_EXTRACTED MATERIAL_
::::::::::

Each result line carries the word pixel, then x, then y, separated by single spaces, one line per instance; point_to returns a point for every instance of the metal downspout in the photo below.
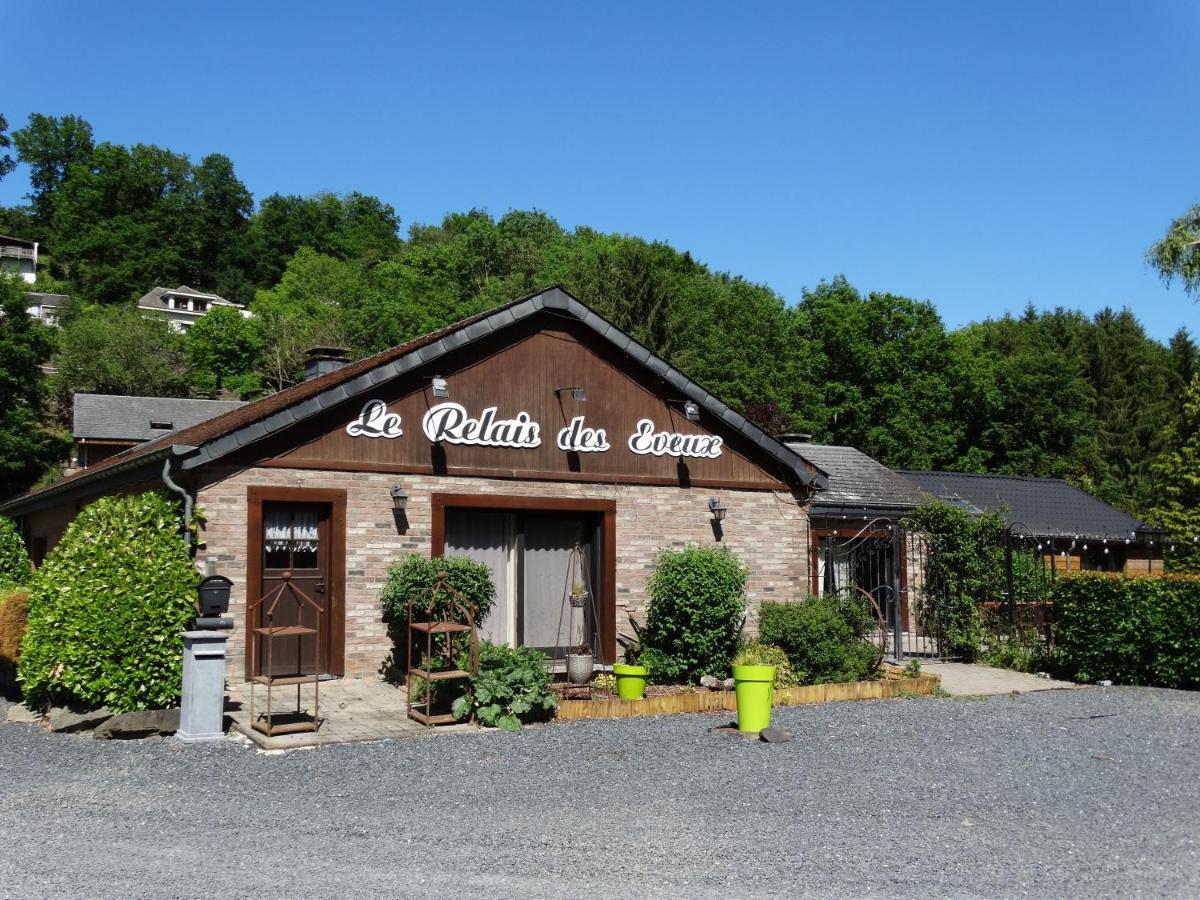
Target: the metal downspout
pixel 189 503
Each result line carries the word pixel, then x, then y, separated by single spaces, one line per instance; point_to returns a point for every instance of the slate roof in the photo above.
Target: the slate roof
pixel 1048 507
pixel 102 417
pixel 211 439
pixel 857 481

::::::::::

Copy exactly the lines of the listing above, beginning at the line with "the photo above." and ending at its final line; write out nothing else.

Each result line carries the word pixel, then x, then y, separated by single spaces, one line per instance; point_to returns a point for every instance of the slate roof in the photo above.
Target: the slate roof
pixel 1048 507
pixel 102 417
pixel 211 439
pixel 857 481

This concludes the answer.